> **Page excerpt**
───

# Uss Puffer 268



## Robert Hargrave (Dec 4, 2003)

I've started to research my next project, even though I'm still in the middle of my Jupiter 2 kit. Right now I'm working up some scale drawings using WWII photographs of the Puffer sail area I found on navsource.com. Like my last Gato type submarine I'll use the Revell USS Lionfish kit as my starting point, the kit says it is a 1/200 scale but is closer to 1/178 the Puffer is 309 feet in length. Most subs were generally the same untill you get to the sail area, then each ship became different depending on what modifications the skipper requested during their repair and refit after a patrol. In the case of the Puffer I have 2 photos about 2 years apart showing the deck gun forward of the sail in one shot, and behind the sail in the other photo. As with the other Gato boat there will be lots of modifications to the kit and new railings made of brass wire, this boat will be painted in war time colors of black and gray she will be a one of a kind kit when compleated, not 100 % compleatly to scale as I'm getting some of my measurements by measuring the height of crewmen on the deck and giving them a height of 5'-6" so my measurements can be off inchs up to a couple of feet in places. But it will still be a great project when done.


----------



## rokket2001 (Nov 6, 2005)

Sounds Good, Robert. Are you interested in the upcoming (late 2006) Revell 1:72 scale Gato? It sounds like it will be a sweet model. There are heaps of threads here and at Armorama and Finescale.


----------



## Robert Hargrave (Dec 4, 2003)

I'm very intrested in that model when it comes out, I have one of the 1/72 German U Boat VII C sitting in my model closet awaiting its turn at being detailed and built. What a fantastic model that would be to add an interior to. Or to have it and the Gato displayed side by side.


----------



## Robert Hargrave (Dec 4, 2003)

If any modelers are intrested I just found several copies of a book on the USS COD memorial submarine display on eBay! with 120 photos insided and out. Buy it now option $12.95 plus shipping $2.50 
http://cgi.ebay.com/USS-COD-WWII-SUBMARINE-MEMORIAL_W0QQitemZ4595239166QQcategoryZ378QQrdZ1QQcmdZViewItem


----------



## Brent Gair (Jun 26, 1999)

At one time, I was very big into sub modeling. I did a couple of big RC jobs, a few of the regular plastic kits and a couple of small scratchbuilds. I'm not into it so much anymore but I still have my reference library.



I've got one terrific book called THE FLEET SUBMARINE IN THE US NAVY (A Design and Construction History) by John D Alden and published by the Naval Institute press. It's harcover, 290 pages. Seems to be a few hundred photos plus a lot of diagrams and some fold-outs. It may be OOP because I just searched google, amazon and the e place but couldn't find it.

EDIT: just noticed the back cover says, "...more than 400 outstanding photographs and drawings."


----------



## Robert Hargrave (Dec 4, 2003)

*Puffer started*

I couldn't wait to begin the Puffer, I just love the look of these boats. So all the cast on railings, superstrucure above the bridge have been cut off. The squared forward section of the bridge hull where it meets the forward gun deck railings has been filed down to match the shape of the original hull. The cast on ladder rungs sanded off and the base was filed down in places to get a flush fit, the bridge area was opened up and the edges cleaned up, one side of the bridge was cast taller than the other so this was also fixed. The sides of the sail hull just behind the bridge was cut down to match the photos. Also rough areas on the floor of the two gun decks were filed smooth and a new floor will be made of .010 styrene will be instaled. More later.

───

> **Provided data**
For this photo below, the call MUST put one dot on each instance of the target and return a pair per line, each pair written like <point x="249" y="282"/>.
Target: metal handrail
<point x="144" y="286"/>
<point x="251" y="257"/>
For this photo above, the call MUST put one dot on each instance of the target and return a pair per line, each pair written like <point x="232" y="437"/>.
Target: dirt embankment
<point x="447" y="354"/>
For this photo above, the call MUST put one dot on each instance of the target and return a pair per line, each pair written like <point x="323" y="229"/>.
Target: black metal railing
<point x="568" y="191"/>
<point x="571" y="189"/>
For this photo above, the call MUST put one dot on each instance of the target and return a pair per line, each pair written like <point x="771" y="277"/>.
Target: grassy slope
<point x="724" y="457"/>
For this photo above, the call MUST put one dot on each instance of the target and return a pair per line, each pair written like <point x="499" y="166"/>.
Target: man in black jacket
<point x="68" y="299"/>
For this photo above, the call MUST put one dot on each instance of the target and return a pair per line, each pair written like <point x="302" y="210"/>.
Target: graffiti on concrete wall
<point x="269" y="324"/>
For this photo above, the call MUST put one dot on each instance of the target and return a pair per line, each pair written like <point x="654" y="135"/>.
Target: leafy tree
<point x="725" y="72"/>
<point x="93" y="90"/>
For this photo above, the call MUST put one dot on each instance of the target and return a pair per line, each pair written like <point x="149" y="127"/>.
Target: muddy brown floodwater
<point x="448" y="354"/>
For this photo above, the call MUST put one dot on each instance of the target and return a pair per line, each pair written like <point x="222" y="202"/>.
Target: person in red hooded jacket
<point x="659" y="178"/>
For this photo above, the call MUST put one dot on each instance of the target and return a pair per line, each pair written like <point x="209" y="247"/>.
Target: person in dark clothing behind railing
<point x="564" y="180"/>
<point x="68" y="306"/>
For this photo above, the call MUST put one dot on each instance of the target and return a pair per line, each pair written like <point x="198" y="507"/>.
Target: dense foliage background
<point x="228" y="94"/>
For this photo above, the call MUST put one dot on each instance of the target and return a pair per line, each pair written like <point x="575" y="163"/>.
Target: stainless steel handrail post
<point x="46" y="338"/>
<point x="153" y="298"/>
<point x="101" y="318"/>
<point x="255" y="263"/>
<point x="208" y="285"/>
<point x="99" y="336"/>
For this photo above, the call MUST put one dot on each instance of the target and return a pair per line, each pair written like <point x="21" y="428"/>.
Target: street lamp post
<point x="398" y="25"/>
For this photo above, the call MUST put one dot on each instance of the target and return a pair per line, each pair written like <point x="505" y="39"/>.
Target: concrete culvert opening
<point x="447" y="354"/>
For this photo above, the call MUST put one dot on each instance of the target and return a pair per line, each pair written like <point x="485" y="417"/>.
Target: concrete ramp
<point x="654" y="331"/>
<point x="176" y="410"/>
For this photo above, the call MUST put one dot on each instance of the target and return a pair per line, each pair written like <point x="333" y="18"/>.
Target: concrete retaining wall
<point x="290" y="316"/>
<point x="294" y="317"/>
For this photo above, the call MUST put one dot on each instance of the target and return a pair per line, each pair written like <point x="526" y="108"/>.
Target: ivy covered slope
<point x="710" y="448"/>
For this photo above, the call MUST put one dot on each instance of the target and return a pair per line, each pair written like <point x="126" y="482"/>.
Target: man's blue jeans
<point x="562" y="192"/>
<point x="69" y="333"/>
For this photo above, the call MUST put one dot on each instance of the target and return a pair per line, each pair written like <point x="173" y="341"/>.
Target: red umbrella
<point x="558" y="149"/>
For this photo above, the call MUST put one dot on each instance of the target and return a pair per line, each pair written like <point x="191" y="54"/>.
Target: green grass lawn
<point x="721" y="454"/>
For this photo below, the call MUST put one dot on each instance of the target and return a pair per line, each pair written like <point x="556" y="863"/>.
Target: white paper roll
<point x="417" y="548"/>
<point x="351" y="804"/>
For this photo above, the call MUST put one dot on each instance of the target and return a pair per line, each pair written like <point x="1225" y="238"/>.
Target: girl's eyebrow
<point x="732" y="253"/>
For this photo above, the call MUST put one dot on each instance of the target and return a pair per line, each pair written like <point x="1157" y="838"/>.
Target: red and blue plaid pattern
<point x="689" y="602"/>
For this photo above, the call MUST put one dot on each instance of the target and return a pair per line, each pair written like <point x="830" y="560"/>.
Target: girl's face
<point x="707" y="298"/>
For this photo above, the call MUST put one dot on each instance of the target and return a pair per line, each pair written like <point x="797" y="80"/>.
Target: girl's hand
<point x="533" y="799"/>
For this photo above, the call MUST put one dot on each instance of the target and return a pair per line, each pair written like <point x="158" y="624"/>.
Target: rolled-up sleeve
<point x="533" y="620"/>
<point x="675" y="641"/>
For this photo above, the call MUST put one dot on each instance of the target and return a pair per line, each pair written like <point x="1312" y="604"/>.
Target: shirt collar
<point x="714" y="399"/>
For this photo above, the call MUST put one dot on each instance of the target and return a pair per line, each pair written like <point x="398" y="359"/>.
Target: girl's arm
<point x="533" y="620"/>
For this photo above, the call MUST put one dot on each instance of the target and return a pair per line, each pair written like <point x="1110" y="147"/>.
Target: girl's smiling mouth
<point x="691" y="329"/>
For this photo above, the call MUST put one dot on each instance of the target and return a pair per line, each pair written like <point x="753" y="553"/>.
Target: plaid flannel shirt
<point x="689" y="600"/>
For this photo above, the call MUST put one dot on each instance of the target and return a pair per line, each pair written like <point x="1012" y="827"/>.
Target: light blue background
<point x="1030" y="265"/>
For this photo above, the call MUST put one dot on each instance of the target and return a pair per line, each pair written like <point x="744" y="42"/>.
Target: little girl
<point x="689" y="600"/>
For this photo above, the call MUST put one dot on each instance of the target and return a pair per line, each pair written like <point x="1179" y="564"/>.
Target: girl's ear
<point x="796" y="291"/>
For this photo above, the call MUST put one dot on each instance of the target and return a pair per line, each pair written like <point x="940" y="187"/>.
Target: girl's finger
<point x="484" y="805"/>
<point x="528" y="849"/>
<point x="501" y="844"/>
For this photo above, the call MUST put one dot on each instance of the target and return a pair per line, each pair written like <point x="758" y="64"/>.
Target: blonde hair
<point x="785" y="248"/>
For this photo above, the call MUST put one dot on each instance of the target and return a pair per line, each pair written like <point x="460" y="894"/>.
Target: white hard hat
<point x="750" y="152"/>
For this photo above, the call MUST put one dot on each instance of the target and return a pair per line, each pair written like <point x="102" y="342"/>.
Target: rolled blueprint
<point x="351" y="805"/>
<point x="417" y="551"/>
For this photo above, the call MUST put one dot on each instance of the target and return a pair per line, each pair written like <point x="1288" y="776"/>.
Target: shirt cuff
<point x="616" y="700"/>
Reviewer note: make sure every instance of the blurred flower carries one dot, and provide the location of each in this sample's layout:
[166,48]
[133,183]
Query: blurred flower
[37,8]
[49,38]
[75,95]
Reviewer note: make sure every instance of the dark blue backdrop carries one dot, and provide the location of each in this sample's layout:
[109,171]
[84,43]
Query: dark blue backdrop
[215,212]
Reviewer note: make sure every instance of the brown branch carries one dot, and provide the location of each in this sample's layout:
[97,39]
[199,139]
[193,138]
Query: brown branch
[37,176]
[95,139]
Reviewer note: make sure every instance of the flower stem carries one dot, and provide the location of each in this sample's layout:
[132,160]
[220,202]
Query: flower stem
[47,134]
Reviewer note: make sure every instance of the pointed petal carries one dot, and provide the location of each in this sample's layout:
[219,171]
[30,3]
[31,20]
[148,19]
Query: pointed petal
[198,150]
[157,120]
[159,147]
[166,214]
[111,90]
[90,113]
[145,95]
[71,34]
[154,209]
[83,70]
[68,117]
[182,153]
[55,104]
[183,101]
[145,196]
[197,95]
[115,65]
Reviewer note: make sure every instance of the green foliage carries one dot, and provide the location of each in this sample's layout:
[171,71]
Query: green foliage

───

> **Required actions**
1. Return the stretch of the USS Puffer thread from "At one time, I" through "couldn't find it.", copying it word for word.
2. State how many lines of the entries contain the string "post", and reply with only that number.

> **Task-by-task outputs**
1.
At one time, I was very big into sub modeling. I did a couple of big RC jobs, a few of the regular plastic kits and a couple of small scratchbuilds. I'm not into it so much anymore but I still have my reference library.



I've got one terrific book called THE FLEET SUBMARINE IN THE US NAVY (A Design and Construction History) by John D Alden and published by the Naval Institute press. It's harcover, 290 pages. Seems to be a few hundred photos plus a lot of diagrams and some fold-outs. It may be OOP because I just searched google, amazon and the e place but couldn't find it.

2. 2